Problem details: Rewrite the items below with "pin" substituted for every "marker", keeping everything else the same. Leave out the pictures.
— START —
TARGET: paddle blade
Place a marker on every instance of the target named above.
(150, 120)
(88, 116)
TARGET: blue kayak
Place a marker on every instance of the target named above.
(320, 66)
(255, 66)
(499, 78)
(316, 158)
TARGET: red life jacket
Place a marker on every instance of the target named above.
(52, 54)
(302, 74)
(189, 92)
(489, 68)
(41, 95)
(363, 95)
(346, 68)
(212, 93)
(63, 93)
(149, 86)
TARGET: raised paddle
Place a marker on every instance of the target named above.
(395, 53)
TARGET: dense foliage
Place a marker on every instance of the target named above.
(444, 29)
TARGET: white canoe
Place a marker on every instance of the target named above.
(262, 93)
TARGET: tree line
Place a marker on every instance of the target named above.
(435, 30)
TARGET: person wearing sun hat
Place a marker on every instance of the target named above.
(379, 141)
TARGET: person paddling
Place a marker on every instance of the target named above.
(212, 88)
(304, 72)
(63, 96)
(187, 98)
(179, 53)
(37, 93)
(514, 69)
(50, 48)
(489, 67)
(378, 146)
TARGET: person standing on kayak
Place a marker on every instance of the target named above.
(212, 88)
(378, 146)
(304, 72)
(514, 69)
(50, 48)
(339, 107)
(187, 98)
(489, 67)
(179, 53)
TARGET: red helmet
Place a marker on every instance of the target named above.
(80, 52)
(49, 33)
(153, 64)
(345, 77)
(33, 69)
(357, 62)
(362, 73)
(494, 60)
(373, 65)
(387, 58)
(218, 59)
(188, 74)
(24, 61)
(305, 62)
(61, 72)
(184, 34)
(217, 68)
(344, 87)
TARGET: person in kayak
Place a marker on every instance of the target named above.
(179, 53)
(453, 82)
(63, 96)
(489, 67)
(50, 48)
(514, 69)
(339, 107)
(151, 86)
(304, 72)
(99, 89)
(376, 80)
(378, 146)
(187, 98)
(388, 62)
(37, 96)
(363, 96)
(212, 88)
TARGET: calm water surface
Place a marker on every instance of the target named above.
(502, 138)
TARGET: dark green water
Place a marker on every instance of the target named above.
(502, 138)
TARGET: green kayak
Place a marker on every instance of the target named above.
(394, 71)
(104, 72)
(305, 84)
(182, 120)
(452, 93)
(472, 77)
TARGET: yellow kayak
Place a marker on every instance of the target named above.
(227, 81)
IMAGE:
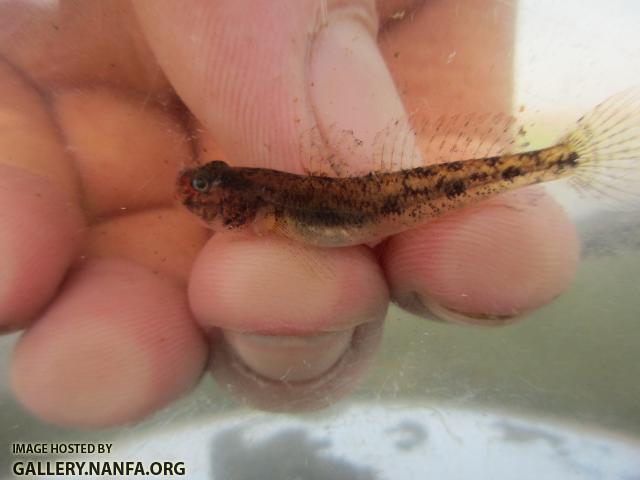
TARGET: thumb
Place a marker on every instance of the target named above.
(259, 75)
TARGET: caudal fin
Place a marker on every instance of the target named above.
(607, 140)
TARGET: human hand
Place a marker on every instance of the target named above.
(94, 136)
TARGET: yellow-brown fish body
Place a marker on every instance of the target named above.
(601, 154)
(328, 211)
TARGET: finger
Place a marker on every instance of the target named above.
(289, 311)
(117, 343)
(505, 257)
(485, 265)
(256, 88)
(40, 223)
(80, 43)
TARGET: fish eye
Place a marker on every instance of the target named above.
(200, 184)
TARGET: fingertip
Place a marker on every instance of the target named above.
(118, 343)
(40, 232)
(273, 286)
(504, 258)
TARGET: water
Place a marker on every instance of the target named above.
(555, 396)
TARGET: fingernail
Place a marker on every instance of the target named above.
(289, 358)
(351, 89)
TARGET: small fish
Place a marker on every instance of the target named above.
(601, 155)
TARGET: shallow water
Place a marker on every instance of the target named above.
(557, 392)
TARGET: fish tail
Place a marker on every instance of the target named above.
(607, 142)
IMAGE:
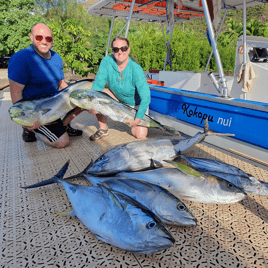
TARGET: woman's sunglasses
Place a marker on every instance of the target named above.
(39, 38)
(123, 49)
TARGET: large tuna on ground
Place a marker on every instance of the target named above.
(115, 218)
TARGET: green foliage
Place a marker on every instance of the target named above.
(72, 43)
(16, 21)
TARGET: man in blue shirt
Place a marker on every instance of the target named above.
(37, 72)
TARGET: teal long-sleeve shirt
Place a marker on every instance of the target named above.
(129, 86)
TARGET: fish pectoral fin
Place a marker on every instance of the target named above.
(66, 213)
(155, 164)
(44, 111)
(254, 180)
(110, 196)
(105, 101)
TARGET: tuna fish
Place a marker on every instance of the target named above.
(230, 173)
(186, 183)
(114, 217)
(45, 110)
(136, 156)
(115, 110)
(165, 205)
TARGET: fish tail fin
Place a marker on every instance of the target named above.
(171, 130)
(168, 129)
(209, 132)
(54, 179)
(65, 213)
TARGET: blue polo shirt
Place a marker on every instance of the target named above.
(40, 76)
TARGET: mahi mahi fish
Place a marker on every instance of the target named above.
(114, 217)
(115, 110)
(235, 175)
(138, 155)
(188, 184)
(45, 110)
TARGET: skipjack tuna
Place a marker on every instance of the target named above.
(138, 155)
(185, 183)
(114, 217)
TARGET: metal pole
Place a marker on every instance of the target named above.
(244, 39)
(110, 34)
(218, 34)
(129, 17)
(165, 64)
(244, 32)
(215, 49)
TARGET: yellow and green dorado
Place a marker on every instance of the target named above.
(109, 107)
(46, 110)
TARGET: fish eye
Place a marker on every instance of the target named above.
(230, 185)
(181, 207)
(151, 225)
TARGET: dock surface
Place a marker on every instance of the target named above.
(32, 235)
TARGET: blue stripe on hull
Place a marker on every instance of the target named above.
(225, 116)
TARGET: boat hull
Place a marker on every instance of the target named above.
(248, 120)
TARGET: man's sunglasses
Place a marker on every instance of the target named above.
(39, 38)
(123, 49)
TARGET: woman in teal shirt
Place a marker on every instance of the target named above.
(126, 82)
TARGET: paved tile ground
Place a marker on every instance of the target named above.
(32, 235)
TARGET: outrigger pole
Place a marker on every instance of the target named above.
(110, 34)
(127, 24)
(218, 34)
(129, 17)
(215, 50)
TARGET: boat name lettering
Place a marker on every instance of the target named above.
(224, 122)
(196, 113)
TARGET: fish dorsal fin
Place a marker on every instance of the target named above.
(253, 179)
(113, 200)
(54, 179)
(66, 213)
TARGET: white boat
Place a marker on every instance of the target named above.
(187, 98)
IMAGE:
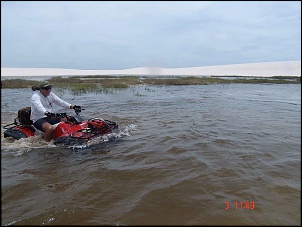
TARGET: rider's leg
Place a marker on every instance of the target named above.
(48, 129)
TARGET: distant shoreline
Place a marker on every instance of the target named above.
(264, 69)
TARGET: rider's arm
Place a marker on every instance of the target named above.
(55, 99)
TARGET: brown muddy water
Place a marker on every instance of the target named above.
(183, 155)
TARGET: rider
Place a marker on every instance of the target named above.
(41, 102)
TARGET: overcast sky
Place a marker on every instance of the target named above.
(120, 35)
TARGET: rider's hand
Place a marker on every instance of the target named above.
(50, 115)
(77, 108)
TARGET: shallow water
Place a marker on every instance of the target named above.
(184, 155)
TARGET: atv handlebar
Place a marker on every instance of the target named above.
(77, 110)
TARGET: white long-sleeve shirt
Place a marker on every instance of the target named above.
(40, 104)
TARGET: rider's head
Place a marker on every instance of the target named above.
(45, 87)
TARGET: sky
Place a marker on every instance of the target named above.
(113, 35)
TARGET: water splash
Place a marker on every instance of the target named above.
(25, 145)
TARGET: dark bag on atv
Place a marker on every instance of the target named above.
(24, 116)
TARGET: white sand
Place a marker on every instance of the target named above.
(265, 69)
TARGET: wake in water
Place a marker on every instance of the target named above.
(25, 145)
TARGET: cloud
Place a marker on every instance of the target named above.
(120, 35)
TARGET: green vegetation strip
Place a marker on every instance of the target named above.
(82, 84)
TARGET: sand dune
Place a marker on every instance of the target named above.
(265, 69)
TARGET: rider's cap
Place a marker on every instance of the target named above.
(44, 84)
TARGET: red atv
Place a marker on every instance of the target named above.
(75, 130)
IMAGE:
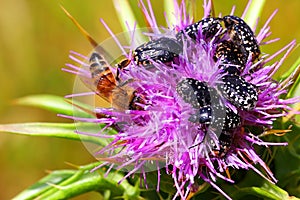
— END —
Output of the exercise:
TARGET: paddle blade
Place a pin on every instance of the target named above.
(150, 120)
(88, 116)
TARGET: blue kayak
Place a pin on every instance of the target named above.
(320, 66)
(255, 66)
(499, 78)
(316, 158)
TARGET: red life jacket
Place a pin on every instance of the target named above.
(52, 54)
(302, 74)
(189, 92)
(489, 68)
(41, 95)
(363, 95)
(346, 68)
(212, 93)
(63, 93)
(149, 86)
TARGET: raised paddle
Place a pin on every instance of the target named above.
(395, 53)
TARGET: dense foliage
Place a pin on every instance of the target named above.
(444, 29)
TARGET: white canoe
Place a pin on every instance of the target named above.
(262, 93)
TARGET: tree line
Place a pin on every instance of the target named above.
(435, 30)
TARGET: person wearing sun hat
Place a pin on every instance of the target named above.
(379, 141)
TARGET: person paddling
Place a pin on every instance of the target named above.
(212, 88)
(304, 72)
(63, 96)
(187, 98)
(179, 53)
(37, 93)
(514, 69)
(50, 48)
(489, 67)
(378, 146)
TARGET: person standing on kayak
Place a pin on every instance of the target named above.
(212, 88)
(378, 146)
(304, 72)
(514, 69)
(50, 48)
(339, 107)
(187, 98)
(489, 67)
(179, 53)
TARGET: red helmet
Place a pin on every instance of the target named above.
(80, 52)
(49, 33)
(153, 64)
(345, 77)
(33, 69)
(357, 62)
(362, 73)
(494, 60)
(373, 65)
(387, 58)
(218, 59)
(188, 74)
(24, 61)
(305, 62)
(61, 72)
(184, 34)
(217, 68)
(344, 87)
TARGET: person in kayak
Place a pin on every instance of the target named above.
(179, 53)
(453, 82)
(63, 96)
(489, 67)
(50, 48)
(514, 69)
(339, 107)
(151, 86)
(304, 72)
(99, 89)
(376, 80)
(378, 146)
(187, 98)
(388, 62)
(37, 96)
(363, 96)
(212, 88)
TARGET: calm water surface
Place a pin on every instance of the target named above.
(502, 138)
TARGET: dark green water
Place a pin on every instance of the target named above.
(502, 138)
TARGET: green kayak
Place a pin on every instance of the target named above.
(394, 71)
(104, 72)
(305, 84)
(182, 120)
(452, 93)
(472, 77)
TARGET: yellow kayak
Place a pin on every instance of the target named above.
(227, 81)
IMAGE:
TARGET: thumb
Place a pin on every instance of the target named above.
(259, 75)
TARGET: caudal fin
Place a pin on every instance of the target named above.
(607, 140)
TARGET: human hand
Place a pin on every instance of the target named above.
(94, 136)
TARGET: yellow-brown fish body
Place a pin on every instance of the target named above.
(601, 154)
(328, 211)
TARGET: finger
Place a pin on every instance of the target named above.
(289, 311)
(117, 343)
(505, 257)
(485, 265)
(256, 88)
(40, 223)
(80, 43)
TARGET: fish eye
Place a pin on every instance of the target named above.
(200, 184)
TARGET: fingertip
Place a pin on every instance of the target named above.
(118, 343)
(40, 232)
(273, 286)
(504, 258)
TARGET: water
Place a pin on every instance of the target named above.
(555, 396)
TARGET: fingernail
Place a pin on every instance of the target named above.
(289, 358)
(351, 89)
TARGET: small fish
Place a pin on every instance of the target named above.
(601, 155)
TARGET: shallow water
Place a pin on every instance of the target named above.
(557, 392)
TARGET: fish tail
Place a pin on every instance of the target named above.
(607, 142)
IMAGE:
TARGET: woman's sunglasses
Place a pin on every instance of the target named above.
(39, 38)
(123, 49)
TARGET: large tuna on ground
Place a pin on every instance of the target named above.
(115, 218)
TARGET: green foliage
Place a pin on every instance of the target named above.
(72, 43)
(16, 21)
TARGET: man in blue shirt
Place a pin on every instance of the target named above.
(37, 72)
TARGET: teal long-sleeve shirt
Place a pin on every instance of the target named above.
(129, 86)
TARGET: fish pectoral fin
Place a pin on every instance of the target named above.
(66, 213)
(155, 164)
(44, 111)
(254, 180)
(110, 196)
(105, 101)
TARGET: tuna fish
Place a pin on every instance of the target named above.
(230, 173)
(186, 183)
(114, 217)
(45, 110)
(136, 156)
(115, 110)
(165, 205)
TARGET: fish tail fin
Place a pin on every instance of the target named above.
(171, 130)
(168, 129)
(209, 132)
(54, 179)
(65, 213)
TARGET: blue polo shirt
Place a pin on every instance of the target named above.
(40, 76)
TARGET: mahi mahi fish
Place a pin on every instance of the target named above.
(114, 217)
(115, 110)
(235, 175)
(138, 155)
(188, 184)
(45, 110)
TARGET: skipjack tuna
Place a pin on every instance of the target named above.
(138, 155)
(185, 183)
(114, 217)
TARGET: metal pole
Place a pin on every instance of the target named above.
(244, 39)
(110, 34)
(218, 34)
(129, 17)
(165, 64)
(244, 32)
(215, 49)
TARGET: yellow and green dorado
Place a pin on every instance of the target named above.
(109, 107)
(46, 110)
TARGET: fish eye
Place a pin on every instance of the target named above.
(230, 185)
(181, 207)
(151, 225)
TARGET: dock surface
Place a pin on every instance of the target named above.
(32, 235)
TARGET: blue stripe on hull
Place a pin on every instance of the target named above.
(225, 116)
TARGET: boat hull
Place a pin on every instance of the target named above.
(248, 120)
TARGET: man's sunglasses
Place a pin on every instance of the target named above.
(39, 38)
(123, 49)
TARGET: woman in teal shirt
Place a pin on every instance of the target named above.
(126, 82)
TARGET: paved tile ground
Place a pin on every instance of the target named above.
(32, 235)
TARGET: outrigger pole
Place a pin on every instance of the target named above.
(110, 34)
(127, 24)
(218, 34)
(129, 17)
(215, 50)
TARGET: boat name lettering
Place a pin on every instance of the target named above.
(224, 122)
(196, 113)
TARGET: fish dorsal fin
Place a pin on every instance of the target named above.
(253, 179)
(113, 200)
(54, 179)
(66, 213)
TARGET: white boat
Place a pin on every instance of the target named above.
(187, 98)
IMAGE:
TARGET: rider's leg
Place a pin on every instance of the target named above.
(48, 129)
TARGET: distant shoreline
Place a pin on every instance of the target named above.
(264, 69)
TARGET: rider's arm
Place a pin on every instance of the target named above.
(55, 99)
TARGET: brown muddy water
Place a pin on every instance of the target named above.
(183, 155)
TARGET: rider
Place a pin on every instance of the target named above.
(41, 102)
TARGET: overcast sky
Place a pin on every instance of the target named above.
(120, 35)
TARGET: rider's hand
Place a pin on every instance of the target named above.
(50, 115)
(77, 108)
TARGET: shallow water
Place a pin on every instance of the target named above.
(184, 155)
TARGET: atv handlebar
Place a pin on every instance of the target named above.
(77, 110)
TARGET: white long-sleeve shirt
Place a pin on every instance of the target named above.
(40, 104)
TARGET: rider's head
Place a pin on every instance of the target named above.
(45, 87)
TARGET: sky
Place a pin on every instance of the target named above.
(113, 35)
TARGET: water splash
Place a pin on every instance of the target named above.
(25, 145)
TARGET: dark bag on atv
Place a pin on every instance of the target named above.
(24, 116)
TARGET: white sand
Place a pin on every instance of the target named above.
(265, 69)
TARGET: wake in water
Place a pin on every instance of the target named above.
(25, 145)
TARGET: cloud
Place a pin on every instance of the target named above.
(120, 35)
TARGET: green vegetation strip
Place a pin on every instance of the target named above.
(82, 84)
TARGET: sand dune
Place a pin on every instance of the target named above.
(265, 69)
TARGET: rider's cap
Place a pin on every instance of the target named above.
(44, 84)
TARGET: red atv
Place a pin on every instance of the target named above.
(75, 130)
IMAGE:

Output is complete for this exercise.